=== PROVIDED PASSAGE ===
>>>

Question

To my astonishment, this compiles:

const char* c_str()
{
    static const char nullchar = '\0';
    return nullchar;
}

and it introduced a bug in my code. Thankfully, I caught it.

Is this intentional by C++, or a compiler bug? Is there a reason why the data type is actively ignored?
It worked in Visual C++ 2010 and GCC, but I don't understand why it should work, given the obvious data type mismatch. (The static isn't necessary, either.)

Was it helpful?

Solution

As you've defined it, nullchar is an integer constant expression with the value 0.

The C++03 standard defines an null pointer constant as: "A null pointer constant is an integral constant expression (5.19) rvalue of integer type that evaluates to zero." To make a long story short, your nullchar is a null pointer constant, meaning it can be implicitly converted and assigned to essentially any pointer.

Note that all those elements are required for that implicit conversion to work though. For example, if you had used '\1' instead of '\0', or if you had not specified the const qualifier for nullchar, you wouldn't get the implicit conversion -- your assignment would have failed.

Inclusion of this conversion is intentional but widely known as undesirable. 0 as a null pointer constant was inherited from C. I'm fairly sure Bjarne and most of the rest of the C++ standard committee (and most of the C++ community in general) would dearly love to remove this particular implicit conversion, but doing so would destroy compatibility with a lot of C code (probably close to all of it).

OTHER TIPS

This is an old history: it goes back to C.

There is no null keyword in C. A null pointer constant in C is either:

  • an integral constant expression with value 0, like 0, 0L, '\0' (remember that char is an integral type), (2-4/2)
  • such expression cast to void*, like (void*)0, (void*)0L, (void*)'\0', (void*)(2-4/2)

The NULL macro (not a keyword!) expands to such null pointer constant.

In the first C++ design, only the integral constant expression was allowed as a null pointer constant. Recently std::nullptr_t was added to C++.

In C++, but not in C, a const variable of integral type initialized with an integral constant expression is an integral constant expression:

const int c = 3;
int i;

switch(i) {
case c: // valid C++
// but invalid C!
}

So a const char initialized with the expression '\0' is a null pointer constant:

int zero() { return 0; }

void foo() {
    const char k0 = '\0',
               k1 = 1,
               c = zero();
    int *pi;

    pi = k0; // OK (constant expression, value 0)

<<<

=== MATERIAL PROVIDED ===
>>>

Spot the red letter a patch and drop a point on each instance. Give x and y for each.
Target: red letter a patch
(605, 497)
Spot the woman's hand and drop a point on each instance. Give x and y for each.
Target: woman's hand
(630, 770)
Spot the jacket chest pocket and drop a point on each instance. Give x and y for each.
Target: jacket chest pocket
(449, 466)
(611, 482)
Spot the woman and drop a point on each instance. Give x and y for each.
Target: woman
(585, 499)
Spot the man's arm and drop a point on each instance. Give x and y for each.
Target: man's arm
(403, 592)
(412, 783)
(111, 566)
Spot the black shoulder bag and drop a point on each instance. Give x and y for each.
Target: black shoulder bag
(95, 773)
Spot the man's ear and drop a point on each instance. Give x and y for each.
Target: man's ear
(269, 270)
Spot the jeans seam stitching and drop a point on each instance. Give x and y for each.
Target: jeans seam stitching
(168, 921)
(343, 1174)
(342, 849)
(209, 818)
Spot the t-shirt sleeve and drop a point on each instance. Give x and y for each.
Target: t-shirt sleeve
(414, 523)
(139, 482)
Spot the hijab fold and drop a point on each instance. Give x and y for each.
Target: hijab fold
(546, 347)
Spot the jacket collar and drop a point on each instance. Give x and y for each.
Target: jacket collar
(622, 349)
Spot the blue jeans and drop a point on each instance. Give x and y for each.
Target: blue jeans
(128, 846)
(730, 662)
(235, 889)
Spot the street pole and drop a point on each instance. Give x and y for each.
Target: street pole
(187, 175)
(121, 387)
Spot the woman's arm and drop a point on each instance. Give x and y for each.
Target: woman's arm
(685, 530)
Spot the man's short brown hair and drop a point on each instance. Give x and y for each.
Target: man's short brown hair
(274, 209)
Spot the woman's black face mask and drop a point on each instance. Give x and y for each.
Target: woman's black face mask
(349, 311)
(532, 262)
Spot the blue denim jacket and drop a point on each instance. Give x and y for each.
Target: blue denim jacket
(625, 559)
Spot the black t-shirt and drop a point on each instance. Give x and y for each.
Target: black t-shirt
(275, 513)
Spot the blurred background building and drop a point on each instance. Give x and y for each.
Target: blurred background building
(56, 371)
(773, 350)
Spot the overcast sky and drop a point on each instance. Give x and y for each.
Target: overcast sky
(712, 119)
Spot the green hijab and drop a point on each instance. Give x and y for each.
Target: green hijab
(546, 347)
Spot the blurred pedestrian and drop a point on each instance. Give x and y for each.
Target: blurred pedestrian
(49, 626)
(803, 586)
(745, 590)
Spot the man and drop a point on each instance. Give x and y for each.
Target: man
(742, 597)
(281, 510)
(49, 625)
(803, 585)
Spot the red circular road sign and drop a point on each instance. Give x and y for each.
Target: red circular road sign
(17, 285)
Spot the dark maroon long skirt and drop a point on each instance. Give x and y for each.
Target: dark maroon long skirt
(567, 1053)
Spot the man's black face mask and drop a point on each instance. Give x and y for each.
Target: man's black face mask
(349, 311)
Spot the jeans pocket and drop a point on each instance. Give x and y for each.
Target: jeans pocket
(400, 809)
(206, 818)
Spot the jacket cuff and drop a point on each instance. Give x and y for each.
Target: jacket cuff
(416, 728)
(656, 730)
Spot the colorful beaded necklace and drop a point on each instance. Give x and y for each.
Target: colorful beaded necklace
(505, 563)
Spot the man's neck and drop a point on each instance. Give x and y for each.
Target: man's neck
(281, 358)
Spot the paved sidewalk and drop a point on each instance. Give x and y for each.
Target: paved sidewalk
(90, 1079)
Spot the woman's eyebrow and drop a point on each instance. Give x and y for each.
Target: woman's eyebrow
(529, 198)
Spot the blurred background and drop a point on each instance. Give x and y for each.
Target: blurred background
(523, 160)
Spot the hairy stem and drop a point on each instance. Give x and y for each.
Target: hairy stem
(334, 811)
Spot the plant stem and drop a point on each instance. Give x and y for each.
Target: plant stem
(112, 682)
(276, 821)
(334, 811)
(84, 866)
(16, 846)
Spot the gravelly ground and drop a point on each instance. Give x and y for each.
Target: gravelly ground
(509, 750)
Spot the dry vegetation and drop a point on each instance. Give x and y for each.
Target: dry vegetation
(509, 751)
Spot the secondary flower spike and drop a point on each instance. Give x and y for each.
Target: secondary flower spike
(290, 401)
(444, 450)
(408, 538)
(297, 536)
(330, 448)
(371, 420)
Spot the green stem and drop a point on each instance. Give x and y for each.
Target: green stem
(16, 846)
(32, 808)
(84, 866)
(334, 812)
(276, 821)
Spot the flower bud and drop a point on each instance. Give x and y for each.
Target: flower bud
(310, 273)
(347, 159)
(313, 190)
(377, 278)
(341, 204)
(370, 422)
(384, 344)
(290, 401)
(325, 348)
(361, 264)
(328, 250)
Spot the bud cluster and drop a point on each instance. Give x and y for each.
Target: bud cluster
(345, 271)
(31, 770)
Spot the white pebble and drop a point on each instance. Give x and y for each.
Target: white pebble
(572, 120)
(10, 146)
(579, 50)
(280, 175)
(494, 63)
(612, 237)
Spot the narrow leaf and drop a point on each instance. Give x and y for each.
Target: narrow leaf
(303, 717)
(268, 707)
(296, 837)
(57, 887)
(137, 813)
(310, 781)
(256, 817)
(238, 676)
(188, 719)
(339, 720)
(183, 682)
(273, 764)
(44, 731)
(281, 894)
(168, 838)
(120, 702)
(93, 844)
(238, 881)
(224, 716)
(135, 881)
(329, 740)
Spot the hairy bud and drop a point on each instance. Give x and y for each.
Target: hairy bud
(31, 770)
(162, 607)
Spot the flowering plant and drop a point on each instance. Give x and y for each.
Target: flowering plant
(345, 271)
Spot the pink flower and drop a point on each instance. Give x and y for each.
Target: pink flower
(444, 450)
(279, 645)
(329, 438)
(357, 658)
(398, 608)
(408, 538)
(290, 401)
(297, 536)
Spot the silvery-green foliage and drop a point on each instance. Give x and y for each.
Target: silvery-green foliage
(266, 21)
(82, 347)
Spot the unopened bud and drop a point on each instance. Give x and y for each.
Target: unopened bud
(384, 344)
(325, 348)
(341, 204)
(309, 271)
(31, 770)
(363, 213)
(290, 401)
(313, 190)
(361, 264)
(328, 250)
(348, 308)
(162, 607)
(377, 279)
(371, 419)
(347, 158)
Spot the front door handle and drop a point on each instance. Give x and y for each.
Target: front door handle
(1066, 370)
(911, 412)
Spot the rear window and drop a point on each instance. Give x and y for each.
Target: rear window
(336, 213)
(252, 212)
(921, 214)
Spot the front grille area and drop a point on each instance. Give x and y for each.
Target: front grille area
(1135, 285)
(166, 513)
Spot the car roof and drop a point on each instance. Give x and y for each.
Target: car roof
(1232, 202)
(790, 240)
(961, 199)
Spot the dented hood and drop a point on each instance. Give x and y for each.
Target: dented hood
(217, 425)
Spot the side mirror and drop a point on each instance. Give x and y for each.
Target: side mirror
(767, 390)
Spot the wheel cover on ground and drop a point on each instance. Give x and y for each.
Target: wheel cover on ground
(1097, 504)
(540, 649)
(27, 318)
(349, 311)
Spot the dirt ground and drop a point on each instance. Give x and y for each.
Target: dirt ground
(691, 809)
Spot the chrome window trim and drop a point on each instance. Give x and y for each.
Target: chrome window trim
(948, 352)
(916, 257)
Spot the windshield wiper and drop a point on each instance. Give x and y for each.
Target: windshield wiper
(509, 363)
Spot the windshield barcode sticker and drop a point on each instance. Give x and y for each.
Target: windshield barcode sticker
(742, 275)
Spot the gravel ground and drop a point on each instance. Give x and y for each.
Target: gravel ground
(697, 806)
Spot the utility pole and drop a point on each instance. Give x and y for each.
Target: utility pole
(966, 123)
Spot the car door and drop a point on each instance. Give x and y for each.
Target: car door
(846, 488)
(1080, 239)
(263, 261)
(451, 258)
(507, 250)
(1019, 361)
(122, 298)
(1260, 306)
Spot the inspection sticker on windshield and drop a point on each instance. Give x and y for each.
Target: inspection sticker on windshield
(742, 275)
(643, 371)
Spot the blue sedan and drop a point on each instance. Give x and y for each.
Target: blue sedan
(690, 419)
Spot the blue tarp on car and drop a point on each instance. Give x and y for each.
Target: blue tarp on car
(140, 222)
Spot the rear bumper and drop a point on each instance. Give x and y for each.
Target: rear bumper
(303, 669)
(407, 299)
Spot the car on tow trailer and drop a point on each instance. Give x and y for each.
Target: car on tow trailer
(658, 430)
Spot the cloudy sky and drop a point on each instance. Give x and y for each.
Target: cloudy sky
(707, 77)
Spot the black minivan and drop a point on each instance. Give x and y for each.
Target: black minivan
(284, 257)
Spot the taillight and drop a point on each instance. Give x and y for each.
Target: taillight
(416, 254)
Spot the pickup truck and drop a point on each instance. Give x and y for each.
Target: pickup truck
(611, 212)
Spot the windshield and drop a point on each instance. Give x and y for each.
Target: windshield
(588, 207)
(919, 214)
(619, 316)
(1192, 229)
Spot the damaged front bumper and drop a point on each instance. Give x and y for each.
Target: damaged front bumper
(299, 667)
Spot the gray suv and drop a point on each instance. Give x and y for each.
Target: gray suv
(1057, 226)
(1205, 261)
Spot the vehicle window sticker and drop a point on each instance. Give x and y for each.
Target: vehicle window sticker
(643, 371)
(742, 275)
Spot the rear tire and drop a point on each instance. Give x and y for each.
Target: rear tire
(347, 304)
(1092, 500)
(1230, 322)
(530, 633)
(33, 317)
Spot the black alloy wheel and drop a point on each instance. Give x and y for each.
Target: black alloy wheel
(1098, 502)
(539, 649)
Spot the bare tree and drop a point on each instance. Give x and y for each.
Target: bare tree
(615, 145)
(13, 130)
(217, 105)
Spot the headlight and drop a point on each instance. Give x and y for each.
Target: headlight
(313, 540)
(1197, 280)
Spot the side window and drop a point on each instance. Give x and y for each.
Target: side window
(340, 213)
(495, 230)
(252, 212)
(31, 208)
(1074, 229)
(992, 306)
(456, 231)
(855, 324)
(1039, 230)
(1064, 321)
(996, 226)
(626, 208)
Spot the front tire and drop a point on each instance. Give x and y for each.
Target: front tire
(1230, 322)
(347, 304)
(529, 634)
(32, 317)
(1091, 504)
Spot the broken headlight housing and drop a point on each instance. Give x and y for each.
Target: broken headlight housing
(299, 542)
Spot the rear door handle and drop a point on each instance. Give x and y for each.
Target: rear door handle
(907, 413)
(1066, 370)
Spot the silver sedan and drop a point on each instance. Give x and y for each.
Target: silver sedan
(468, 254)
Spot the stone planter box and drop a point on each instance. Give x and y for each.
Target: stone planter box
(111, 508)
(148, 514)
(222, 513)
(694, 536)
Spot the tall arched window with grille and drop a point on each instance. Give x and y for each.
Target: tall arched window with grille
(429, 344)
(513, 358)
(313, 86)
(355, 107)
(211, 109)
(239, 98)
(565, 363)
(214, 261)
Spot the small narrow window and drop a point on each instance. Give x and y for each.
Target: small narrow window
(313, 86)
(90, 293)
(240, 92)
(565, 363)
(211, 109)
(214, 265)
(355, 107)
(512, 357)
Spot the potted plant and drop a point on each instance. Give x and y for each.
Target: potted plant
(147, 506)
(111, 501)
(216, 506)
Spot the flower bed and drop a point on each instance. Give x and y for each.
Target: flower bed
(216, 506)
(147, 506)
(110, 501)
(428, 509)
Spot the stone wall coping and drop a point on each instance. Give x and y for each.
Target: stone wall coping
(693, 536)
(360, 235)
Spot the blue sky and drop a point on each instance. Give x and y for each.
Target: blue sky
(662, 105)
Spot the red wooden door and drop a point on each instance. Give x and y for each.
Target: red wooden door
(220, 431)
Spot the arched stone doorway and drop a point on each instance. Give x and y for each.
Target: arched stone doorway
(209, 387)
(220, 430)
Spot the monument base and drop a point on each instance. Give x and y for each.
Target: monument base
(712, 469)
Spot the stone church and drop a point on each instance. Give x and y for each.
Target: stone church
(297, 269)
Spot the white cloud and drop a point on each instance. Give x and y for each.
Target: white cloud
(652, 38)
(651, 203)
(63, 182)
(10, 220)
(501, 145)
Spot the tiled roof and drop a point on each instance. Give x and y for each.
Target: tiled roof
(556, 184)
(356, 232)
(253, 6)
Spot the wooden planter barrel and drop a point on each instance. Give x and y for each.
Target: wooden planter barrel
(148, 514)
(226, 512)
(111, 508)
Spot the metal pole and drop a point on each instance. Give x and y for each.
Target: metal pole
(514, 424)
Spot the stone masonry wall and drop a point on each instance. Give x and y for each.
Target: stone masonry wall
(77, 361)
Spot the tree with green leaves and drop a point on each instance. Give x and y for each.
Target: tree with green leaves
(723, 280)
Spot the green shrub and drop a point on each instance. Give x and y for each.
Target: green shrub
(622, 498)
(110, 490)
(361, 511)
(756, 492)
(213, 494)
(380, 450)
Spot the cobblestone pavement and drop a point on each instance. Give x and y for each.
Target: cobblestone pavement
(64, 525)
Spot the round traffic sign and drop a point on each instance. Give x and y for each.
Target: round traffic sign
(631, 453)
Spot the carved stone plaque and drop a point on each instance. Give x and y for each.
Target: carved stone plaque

<<<

=== INSTRUCTIONS TO FOLLOW ===
Extend the forum thread about C++ null pointer constants, picking up right after its final line.

=== SOLVED PROBLEM ===
    pi = k1; // error (value 1)
    pi = c; // error (not a constant expression)
}

And you think this is not sound language design?


Updated to include relevant parts of C99 standard... According to §6.6.6...

An integer constant expression shall have integer type and shall only have operands that are integer constants, enumeration constants, character constants, sizeof expressions whose results are integer constants, and floating constants that are the immediate operands of casts. Cast operators in an integer constant expression shall only convert arithmetic types to integer types, except as part of an operand to the sizeof operator.

Some clarifications for C++-only programmers:

  • C uses the term "constant" for what C++ programmers know as a "literal".
  • In C++, sizeof is always a compile time constant; but C has variable length arrays, so sizeof is sometimes not a compile time constant.

Then, we see §6.3.2.3.3 states...

An integer constant expression with the value 0, or such an expression cast to type void *, is called a null pointer constant. If a null pointer constant is converted to a pointer type, the resulting pointer, called a null pointer, is guaranteed to compare unequal to a pointer to any object or function.


To see just how old this functionality is, see the identical mirrored parts in the C99 standard...

§6.6.6

An integer constant expression shall have integer type and shall only have operands that are integer constants, enumeration constants, character constants, sizeof expressions whose results are integer constants, and floating constants that are the immediate operands of casts. Cast operators in an integer constant expression shall only convert arithmetic types to integer types, except as part of an operand to the sizeof operator.

§6.3.2.3.3

An integer constant expression with the value 0, or such an expression cast to type void *, is called a null pointer constant. If a null pointer constant is converted to a pointer type, the resulting pointer, called a null pointer, is guaranteed to compare unequal to a pointer to any object or function.

nullchar is a (compile-time-)constant expression, with value 0. So it's fair game for implicit conversion to a null pointer.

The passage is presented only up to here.